▸ DATA TO PROCESS:
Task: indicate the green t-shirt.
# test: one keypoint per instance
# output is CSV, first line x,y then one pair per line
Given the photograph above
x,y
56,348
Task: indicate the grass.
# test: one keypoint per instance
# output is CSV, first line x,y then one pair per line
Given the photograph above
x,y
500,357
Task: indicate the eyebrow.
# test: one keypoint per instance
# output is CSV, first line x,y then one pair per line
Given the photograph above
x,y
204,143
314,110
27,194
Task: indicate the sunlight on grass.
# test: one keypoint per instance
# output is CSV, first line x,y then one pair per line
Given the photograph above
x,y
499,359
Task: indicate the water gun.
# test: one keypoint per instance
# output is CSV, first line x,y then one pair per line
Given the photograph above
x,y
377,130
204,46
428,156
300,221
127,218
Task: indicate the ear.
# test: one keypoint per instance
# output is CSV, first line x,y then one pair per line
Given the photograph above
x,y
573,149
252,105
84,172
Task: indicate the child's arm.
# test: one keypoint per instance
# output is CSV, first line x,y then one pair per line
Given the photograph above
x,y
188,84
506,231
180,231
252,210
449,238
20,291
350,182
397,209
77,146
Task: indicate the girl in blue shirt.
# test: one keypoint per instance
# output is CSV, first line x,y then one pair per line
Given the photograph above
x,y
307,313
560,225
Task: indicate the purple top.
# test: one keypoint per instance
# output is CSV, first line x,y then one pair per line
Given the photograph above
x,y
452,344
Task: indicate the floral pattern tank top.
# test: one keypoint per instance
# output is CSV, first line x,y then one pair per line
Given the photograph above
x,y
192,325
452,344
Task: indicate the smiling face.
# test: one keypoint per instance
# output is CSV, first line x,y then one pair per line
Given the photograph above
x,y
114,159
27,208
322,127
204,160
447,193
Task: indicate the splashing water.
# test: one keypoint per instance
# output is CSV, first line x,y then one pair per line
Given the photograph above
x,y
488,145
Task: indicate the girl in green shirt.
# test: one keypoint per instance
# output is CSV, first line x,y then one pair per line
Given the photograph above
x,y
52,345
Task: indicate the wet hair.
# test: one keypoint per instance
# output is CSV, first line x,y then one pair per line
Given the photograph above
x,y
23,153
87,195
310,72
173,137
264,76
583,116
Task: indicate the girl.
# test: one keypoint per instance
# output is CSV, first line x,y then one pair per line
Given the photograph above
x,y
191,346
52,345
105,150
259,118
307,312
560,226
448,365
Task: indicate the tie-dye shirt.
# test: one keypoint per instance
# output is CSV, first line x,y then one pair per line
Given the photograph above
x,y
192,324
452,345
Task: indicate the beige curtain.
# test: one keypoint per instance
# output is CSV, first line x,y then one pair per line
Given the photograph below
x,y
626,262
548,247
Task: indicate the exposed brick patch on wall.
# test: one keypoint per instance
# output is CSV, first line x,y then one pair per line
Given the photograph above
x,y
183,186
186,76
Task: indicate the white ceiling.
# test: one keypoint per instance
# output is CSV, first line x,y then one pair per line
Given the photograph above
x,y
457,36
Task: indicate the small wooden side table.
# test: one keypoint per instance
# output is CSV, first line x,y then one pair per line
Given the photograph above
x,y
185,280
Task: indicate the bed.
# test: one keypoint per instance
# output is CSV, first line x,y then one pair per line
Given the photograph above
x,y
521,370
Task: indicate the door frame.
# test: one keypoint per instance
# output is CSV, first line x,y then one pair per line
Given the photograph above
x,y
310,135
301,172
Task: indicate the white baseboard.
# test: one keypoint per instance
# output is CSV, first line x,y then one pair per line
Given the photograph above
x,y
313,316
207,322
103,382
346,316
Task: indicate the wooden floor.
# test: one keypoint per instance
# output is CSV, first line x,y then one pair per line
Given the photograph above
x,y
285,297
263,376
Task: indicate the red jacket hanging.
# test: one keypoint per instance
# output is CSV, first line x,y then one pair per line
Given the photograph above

▸ WHAT THE EXERCISE ASKS:
Duplicate every one of the entries above exactly, line for line, from the first through the last.

▸ ANSWER TO THE PROBLEM:
Task: indicate the green t-shirt.
# test: one keypoint per instance
# output is CSV, first line x,y then one pair per line
Given the photograph above
x,y
56,348
Task: indicate the grass.
# test: one keypoint per instance
# output is CSV, first line x,y then one pair per line
Given the photograph above
x,y
500,357
Task: indicate the eyebrow.
# test: one keypoint per instance
# output is CSV, first line x,y then one pair per line
Given the photograph above
x,y
204,143
314,110
27,194
Task: indicate the sunlight on grass.
# test: one keypoint per instance
# output is CSV, first line x,y then one pair per line
Given the photograph above
x,y
499,359
Task: indicate the water gun.
# test: one keypoint per instance
# output is CSV, first line x,y then one pair per line
Given the photograph above
x,y
377,130
204,46
428,156
300,221
127,218
Task: indicate the ear.
# test: one keypoint per instance
# output is CSV, first line x,y then one pair per line
Given the photograph above
x,y
573,149
252,105
84,172
Task: indicate the child's arm.
# test: one keypoint per instance
# output is CSV, first line x,y then one pair per line
Given the photograph above
x,y
188,84
506,231
180,231
252,210
449,238
20,291
350,182
397,209
77,146
Task: indicate the girl in blue shirt.
# test: one keypoint per instance
# output is CSV, first line x,y then one pair per line
Given the photograph above
x,y
307,313
560,225
Task: indicate the purple top.
# test: one keypoint per instance
# output is CSV, first line x,y then one pair per line
Given the photograph above
x,y
452,344
Task: indicate the floral pattern tank top.
# test: one keypoint per instance
# output is CSV, first line x,y then one pair per line
Given the photograph above
x,y
192,325
452,344
Task: indicate the smiling face.
# test: one keypoint per instance
# output is CSV, first line x,y then one pair per line
Given the photograph above
x,y
114,159
27,208
322,127
204,160
447,193
Task: indicate the splashing water.
# test: one keypoint per instance
# output is CSV, first line x,y then one pair per line
Given the photograph above
x,y
488,145
Task: indicate the girl in green shirt.
# test: one keypoint per instance
# output is CSV, first line x,y then one pair per line
Given the photograph above
x,y
52,345
Task: indicate the wet hair.
# test: one keypoint per instance
# output is CSV, first line x,y then one pair per line
Given the photograph above
x,y
23,153
87,195
310,72
173,137
264,76
583,116
Task: indicate the girl.
# test: one keypoint per instance
# output is CSV, first line x,y then one pair per line
Given the photograph above
x,y
191,346
52,345
105,150
259,118
307,312
560,226
448,365
Task: indicate the tie-dye shirt.
# test: one keypoint per instance
# output is CSV, first line x,y then one pair per line
Given the photograph above
x,y
192,324
452,345
Task: indicate the beige curtain.
# test: one keypoint per instance
# output is CSV, first line x,y then one pair per line
Given the photograph below
x,y
626,262
548,247
Task: indicate the exposed brick patch on wall.
# test: one keypoint per instance
# output is CSV, first line x,y then one pair per line
Given the photograph above
x,y
183,186
186,76
Task: indicate the white ceiling.
# test: one keypoint per instance
# output is CSV, first line x,y then one pair per line
Given the photograph above
x,y
457,36
Task: indicate the small wooden side table.
# test: one keypoint per instance
# output is CSV, first line x,y then one pair per line
Given the photograph above
x,y
185,280
Task: indicate the bed.
# test: one keypoint per instance
# output is CSV, first line x,y then one pair per line
Given the photograph above
x,y
521,370
Task: indicate the door frame.
# test: one keypoint per instance
# output is CSV, first line x,y then one pair per line
Given the photograph above
x,y
310,135
301,172
Task: indicate the white baseboard.
# test: one keypoint per instance
# output is CSV, first line x,y then one pair per line
Given the photograph above
x,y
313,316
207,322
103,382
346,316
Task: indicate the wooden floor.
# test: one keypoint per instance
# output is CSV, first line x,y then one pair per line
Given the photograph above
x,y
285,297
263,376
Task: indicate the red jacket hanging.
# test: one keypoint per instance
# output is CSV, first line x,y then one pair per line
Given the photograph above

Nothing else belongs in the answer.